# TASK OBJECTIVE
If an entry holds a picture, leave the picture out and copy the rest of the listing exactly.

# INFORMATION

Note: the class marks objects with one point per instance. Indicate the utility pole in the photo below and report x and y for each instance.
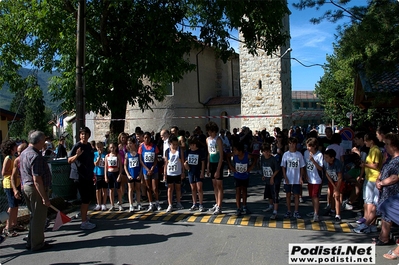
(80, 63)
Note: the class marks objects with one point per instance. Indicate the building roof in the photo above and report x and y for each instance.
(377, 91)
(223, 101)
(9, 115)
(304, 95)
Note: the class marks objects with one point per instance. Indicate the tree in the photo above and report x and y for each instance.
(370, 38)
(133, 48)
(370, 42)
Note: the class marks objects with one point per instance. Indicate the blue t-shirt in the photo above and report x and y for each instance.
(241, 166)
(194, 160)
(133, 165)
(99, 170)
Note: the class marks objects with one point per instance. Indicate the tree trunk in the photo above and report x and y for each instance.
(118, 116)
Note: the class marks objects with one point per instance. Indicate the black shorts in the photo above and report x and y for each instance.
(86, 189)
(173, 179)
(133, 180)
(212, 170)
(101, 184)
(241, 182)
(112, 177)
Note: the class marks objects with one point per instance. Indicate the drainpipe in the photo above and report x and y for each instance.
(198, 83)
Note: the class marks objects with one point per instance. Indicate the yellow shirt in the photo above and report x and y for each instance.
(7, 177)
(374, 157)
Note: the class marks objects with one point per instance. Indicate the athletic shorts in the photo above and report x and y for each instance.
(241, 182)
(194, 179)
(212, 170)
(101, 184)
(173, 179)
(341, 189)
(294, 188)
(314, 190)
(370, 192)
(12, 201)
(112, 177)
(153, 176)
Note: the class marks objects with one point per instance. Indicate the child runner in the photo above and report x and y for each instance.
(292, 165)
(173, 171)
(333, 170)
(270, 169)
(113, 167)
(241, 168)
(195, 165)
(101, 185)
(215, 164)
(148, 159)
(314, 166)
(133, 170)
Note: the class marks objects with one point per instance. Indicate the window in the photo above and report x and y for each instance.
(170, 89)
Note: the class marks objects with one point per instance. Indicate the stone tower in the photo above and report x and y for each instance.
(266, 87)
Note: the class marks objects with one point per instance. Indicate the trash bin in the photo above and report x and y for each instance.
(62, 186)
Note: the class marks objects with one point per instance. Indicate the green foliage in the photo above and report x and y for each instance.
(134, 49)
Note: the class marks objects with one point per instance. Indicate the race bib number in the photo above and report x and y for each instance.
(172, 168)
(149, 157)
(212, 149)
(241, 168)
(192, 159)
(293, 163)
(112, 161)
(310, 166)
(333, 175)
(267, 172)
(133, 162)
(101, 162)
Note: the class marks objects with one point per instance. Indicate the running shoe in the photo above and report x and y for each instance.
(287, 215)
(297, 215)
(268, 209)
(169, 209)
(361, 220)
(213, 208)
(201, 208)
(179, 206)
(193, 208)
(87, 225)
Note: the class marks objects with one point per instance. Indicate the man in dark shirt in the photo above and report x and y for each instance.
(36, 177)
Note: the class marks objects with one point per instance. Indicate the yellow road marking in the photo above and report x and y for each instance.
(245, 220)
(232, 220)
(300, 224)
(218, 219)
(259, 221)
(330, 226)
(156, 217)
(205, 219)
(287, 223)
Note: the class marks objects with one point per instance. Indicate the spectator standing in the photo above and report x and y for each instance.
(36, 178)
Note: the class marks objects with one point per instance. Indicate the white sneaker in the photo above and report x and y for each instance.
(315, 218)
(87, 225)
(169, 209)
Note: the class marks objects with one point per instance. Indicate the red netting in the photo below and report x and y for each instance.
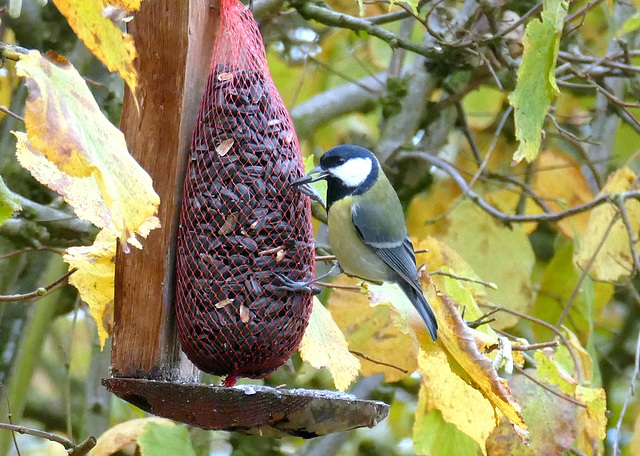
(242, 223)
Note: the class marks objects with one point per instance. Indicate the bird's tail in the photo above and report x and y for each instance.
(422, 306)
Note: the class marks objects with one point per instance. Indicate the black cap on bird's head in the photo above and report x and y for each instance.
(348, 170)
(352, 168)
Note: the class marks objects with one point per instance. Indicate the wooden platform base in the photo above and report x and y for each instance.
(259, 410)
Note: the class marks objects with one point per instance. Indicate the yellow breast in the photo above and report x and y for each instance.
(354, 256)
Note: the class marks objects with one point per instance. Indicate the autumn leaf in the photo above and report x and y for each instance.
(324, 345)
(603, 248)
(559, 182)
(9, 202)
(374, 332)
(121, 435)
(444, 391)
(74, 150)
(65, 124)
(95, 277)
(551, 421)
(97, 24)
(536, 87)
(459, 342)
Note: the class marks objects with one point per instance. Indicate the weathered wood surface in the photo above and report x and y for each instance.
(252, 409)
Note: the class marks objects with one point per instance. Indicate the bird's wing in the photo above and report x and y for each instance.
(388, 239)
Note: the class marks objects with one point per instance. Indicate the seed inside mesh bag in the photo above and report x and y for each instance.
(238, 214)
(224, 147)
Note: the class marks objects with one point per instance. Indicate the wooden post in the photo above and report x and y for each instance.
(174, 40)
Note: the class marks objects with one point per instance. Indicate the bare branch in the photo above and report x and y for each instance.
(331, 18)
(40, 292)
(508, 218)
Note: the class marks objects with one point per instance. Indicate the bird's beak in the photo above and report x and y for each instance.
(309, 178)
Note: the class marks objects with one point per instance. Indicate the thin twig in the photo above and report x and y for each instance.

# EXERCISE RESPONSE
Note: the class marks objects with one point per instance. Indicate the utility pole in the photo below and report x and y for each instance.
(80, 63)
Note: the class marks objects with one point per instance. Indicate the building roof in the photo above and report x and y for each instance.
(377, 91)
(223, 101)
(9, 115)
(304, 95)
Note: the class marks objects with one point per instance. Indicate the tree in the photo above and report x and y for each instance.
(370, 38)
(133, 48)
(370, 42)
Note: the class marks objects with one point per instance. Indicate the blue t-shirt in the photo above and report x and y for each instance.
(241, 166)
(194, 160)
(133, 165)
(99, 170)
Note: the class marks objects with one point per instance. Indicate the tree trunk in the photo above and report x and y for each instance.
(118, 116)
Note: the class marks objects with one point per instance. Indicate the black shorts in the photo above and report x and y for each instance.
(86, 189)
(173, 179)
(133, 180)
(212, 170)
(101, 184)
(241, 182)
(112, 177)
Note: the class marks objects with one point per instance. Indicate the drainpipe in the photo above and report x and y for each instance.
(198, 83)
Note: the class marks objects with one point per instance. Indicate the yellow shirt in the photo above and report x and y for each instance.
(7, 177)
(374, 157)
Note: the class marks objects with one point per instance. Indicate the athletic shorts in the photo above and report x and y for each instance.
(241, 182)
(194, 179)
(212, 170)
(101, 184)
(173, 179)
(341, 189)
(294, 188)
(314, 190)
(370, 192)
(12, 201)
(112, 177)
(153, 176)
Note: the class marks objects with one point per instance. Indicate the child runner in the photo above and report x and y for each instance.
(292, 165)
(173, 171)
(333, 170)
(270, 169)
(113, 167)
(241, 168)
(195, 165)
(101, 185)
(215, 164)
(148, 159)
(314, 166)
(133, 170)
Note: the class marks objects with one point per instance. Indicate the window in the photo above and report x and y for each instance.
(170, 89)
Note: the class marks objects with one point per instance. Indicate the stone tower in the photo above and report x and y for each instance.
(266, 87)
Note: the class marks objects with one point per instance. Indicate the trash bin in the photo above and report x and y for each instance.
(62, 186)
Note: the class marks objects with one point per instance. Indicate the green foliage in the photo above and report x and y for each instance.
(134, 49)
Note: the class marks objects with one point per instance. Indicate the race bib number in the photo above and report x and y for each instance.
(172, 168)
(149, 157)
(212, 149)
(241, 168)
(192, 159)
(293, 163)
(112, 161)
(310, 166)
(333, 175)
(267, 172)
(133, 162)
(101, 162)
Note: the class marks objects with one point per instance. Indicate the running shoe in the photo above and report x and y for each instance.
(287, 215)
(297, 215)
(268, 209)
(169, 209)
(361, 220)
(213, 208)
(201, 208)
(179, 206)
(193, 208)
(87, 225)
Note: the class marks objects with one point per instance. Indicate the man in dark shirt in the photo above and report x and y for each instance.
(36, 177)
Note: the class marks objects with one point per instance. Indicate the yellow road marking in the photo above and report x and y for each instance.
(245, 220)
(232, 220)
(300, 224)
(218, 219)
(259, 221)
(330, 226)
(156, 217)
(205, 219)
(287, 223)
Note: the class marks objects with one point per instance. Indicate the spectator standing in the photo above and report x and y for each instance.
(36, 178)
Note: the class marks objects with one point per instance. Indicate the white sneaker in the photo above and report x and y for each instance.
(315, 218)
(87, 225)
(169, 209)
Note: the class marks objects with one point per instance. Indicate the red netting in the photo below and report x and y for each instance.
(242, 223)
Note: the class marks objects with one point per instance. Indicate the bird's tail in the photo above and report x and y for each instance.
(422, 306)
Note: the class marks objects with one point per instance. Indicate the black cap on bird's head in the photo above and report x and y for each instance.
(348, 170)
(352, 168)
Note: the class marks objects with one point per instance. Indicate the wooden platform base in the photo above and report x and y for each instance.
(259, 410)
Note: the class marks objects with one point per instance. Indicate the yellow breast in the photo above and report x and y for each instance.
(354, 256)
Note: the class marks objects with one point per instance. Indicate the autumn leaf in the photo above and report x and y for each instance.
(324, 345)
(603, 248)
(559, 182)
(9, 202)
(374, 332)
(121, 435)
(444, 391)
(74, 150)
(65, 124)
(95, 277)
(551, 421)
(97, 24)
(536, 87)
(459, 342)
Note: the class marks objects with one point per instance. Indicate the weathered wood surface in the photo above and report x and y for each instance.
(252, 409)
Note: the class marks objects with one point per instance. Indicate the bird's wing in the photo above and report x and y for each instance.
(388, 239)
Note: the class marks objects with one point per instance. Indicate the seed inside mesh bag in the photo above and report x and y for each instance.
(238, 214)
(224, 147)
Note: the class marks objects with one point per instance. Indicate the wooden post in the photo above and report x and y for each instance.
(174, 40)
Note: the class marks objects with one point per instance. Indicate the bare branch in the photo above and report x and y for each instance.
(331, 18)
(40, 292)
(508, 218)
Note: the class marks objects with one point per instance. Indicate the bird's beak in the photo above and report x and y for each instance.
(309, 178)
Note: the class marks objects with one point per instance. Indicate the thin twig in the photo above and report x and y for each instance.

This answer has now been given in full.